▸ Reading text:
____________
Apple Lawsuit Exposes OpenAI’s Chaotic Race to Build an iPhone Killer

Hand holding a smartphone showing a cartoon battle between two characters with lightning, outside an Apple Store window.

Apple and OpenAI are in a legal fight now, and a new report from Bloomberg’s Mark Gurman lays out just how ugly things have gotten between the two. The lawsuit itself is about trade secret theft, but Gurman’s sources paint a bigger picture of OpenAI scrambling to build an AI-powered iPhone rival.

People familiar with the hardware team’s progress told Gurman that OpenAI had barely anything to show beyond basic concepts and early prototypes when it acquired io Products for $6.5 billion last year. That’s the company co-founded by former Apple design chief Jony Ive, by the way. Insiders say the firm still hasn’t landed on a clear product strategy, even after committing billions toward physical devices ahead of an eventual IPO.

The goal right now, according to people familiar with the plans, is a smartphone replacement that runs entirely on AI. Development has been rough though, and sources say OpenAI’s first actual release could end up being something simpler, like smart glasses, earbuds, or AI speakers.
____________
▸ Supplied information:

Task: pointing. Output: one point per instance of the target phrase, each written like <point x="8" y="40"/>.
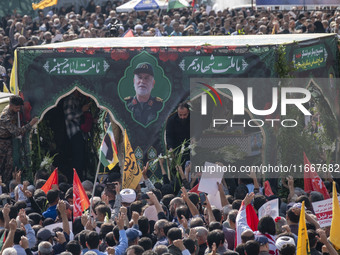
____________
▸ Problems to solve:
**1.** In the article on OpenAI's hardware push, what price did OpenAI pay to acquire io Products?
**2.** Rewrite the passage of the article on OpenAI's hardware push starting with "People familiar with the hardware" and going on through "an eventual IPO.", swapping "prototypes" for "mockups".
**3.** Write the next part of the article on OpenAI's hardware push, following on from its last sentence.

▸ Results of the tasks:
**1.** $6.5 billion.

**2.**
People familiar with the hardware team’s progress told Gurman that OpenAI had barely anything to show beyond basic concepts and early mockups when it acquired io Products for $6.5 billion last year. That’s the company co-founded by former Apple design chief Jony Ive, by the way. Insiders say the firm still hasn’t landed on a clear product strategy, even after committing billions toward physical devices ahead of an eventual IPO.

**3.**
All that talent poaching has torched whatever relationship the two companies had left. Gurman points to the sudden exit of Paul Meade, Apple’s smart glasses head, who was recruited by OpenAI back in June. Apple didn’t give him the usual transition period other departing execs get. Management escorted him out of the building right away, which tells you how defensive Cupertino has become.

All in all, about 400 Apple employees jumped ship to work for OpenAI.

Then there’s Tang Tan, the ex-Apple exec leading OpenAI’s hardware push. Former colleagues say he’s always taken massive risks and moved at a relentless pace. One person who worked directly with Tan described him as someone well-known for moving fast, playing fast and loose, and breaking things throughout his career.

Despite all of this, Apple said it reached out to OpenAI in February, detailing its allegations and findings about the company’s secret info making its way over. According to Apple, OpenAI didn’t even respond.

OpenAI said in a statement says it has no interest in stolen IP. But the internal pressure and aggressive hiring tactics described by insiders show just how desperate the race for the next generation of consumer hardware has gotten.

Grab an extra large back of popcorn folks. This lawsuit is going to get juicy.